Extract provided: Begin

I have noticed that trees in saturated ground topple easily, no matter how large. Along beaches, root systems are flat and unable to penetrate the soil further than the water level. These are easily blown over in the wind.

An Adelaide tree surgery report suggests that limbs fall because of minor structural flaws, such a cracks on limbs that reach above the canopy and are thus exposed to more wind than the rest of the surrounding trees, limbs that extend horizontally rather than vertically, branches which do not taper, but remain the same diameter, or those that have been damaged and include hollows.

University of California Professor Richard W. Harris found that high humidity in the tree canopy and a reduced flow of water in the xylem (i.e. the wood) caused a build-up of pressure weakening cell wall strength. He found that breakages usually happen between 1 and 4m from where branches join the trunk.





Locally, limbs seem to fall just as much during the night as during the day. Perhaps changes in humidity have something to do with it. Hot days and the nights following them are known risks - so take care.

After that luck escape... and a few hours sleep... finally, we were on our way.

Early morning departure to beat the heat.


It is nice to be able to share the journey.







We did not sleep well for a couple of hours after that incident. Not surprisingly, when we got up at 5:30 for our planned early start to beat the heat, we were still quite tired. The early morning light was beautiful.

Cockatoos


Every tree is an individual in its own way. each has its story, a reason for being the way it is, a reason why it has been able to withstand the floods and droughts which are inevitable on the Murray.

Extract provided: End
Data for analysis: Begin

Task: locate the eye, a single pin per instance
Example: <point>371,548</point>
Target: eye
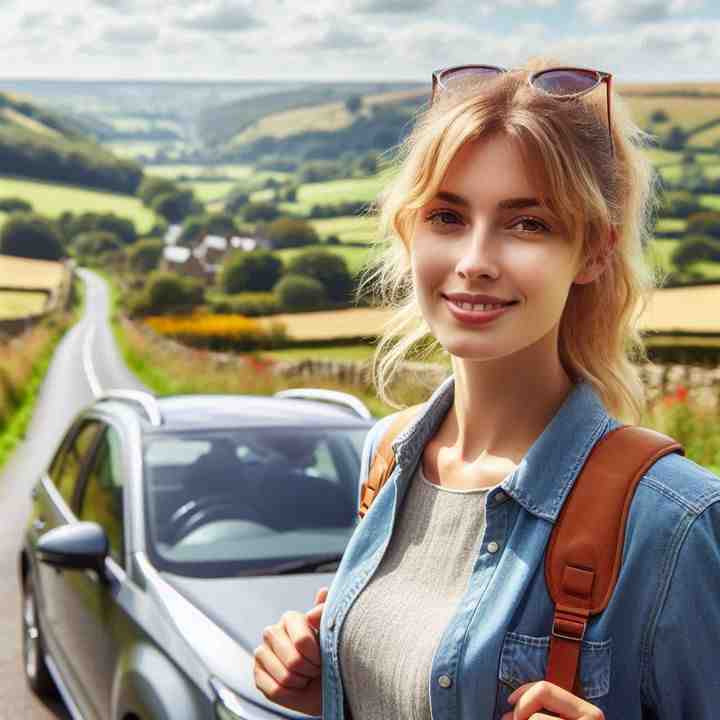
<point>532,225</point>
<point>442,218</point>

Data for analysis: End

### Directions:
[1] List every structural flaw that the Adelaide tree surgery report in the extract names as a reason limbs fall.
[2] Please return the part of the extract that begins at the words "We did not sleep" and stops after the words "light was beautiful.".
The material is separate from the extract and unrelated to it.

### Solutions per task:
[1]
- Cracks on limbs that reach above the canopy and so are exposed to more wind than the surrounding trees
- Limbs that extend horizontally rather than vertically
- Branches that do not taper but remain the same diameter
- Limbs that have been damaged and include hollows

[2]
We did not sleep well for a couple of hours after that incident. Not surprisingly, when we got up at 5:30 for our planned early start to beat the heat, we were still quite tired. The early morning light was beautiful.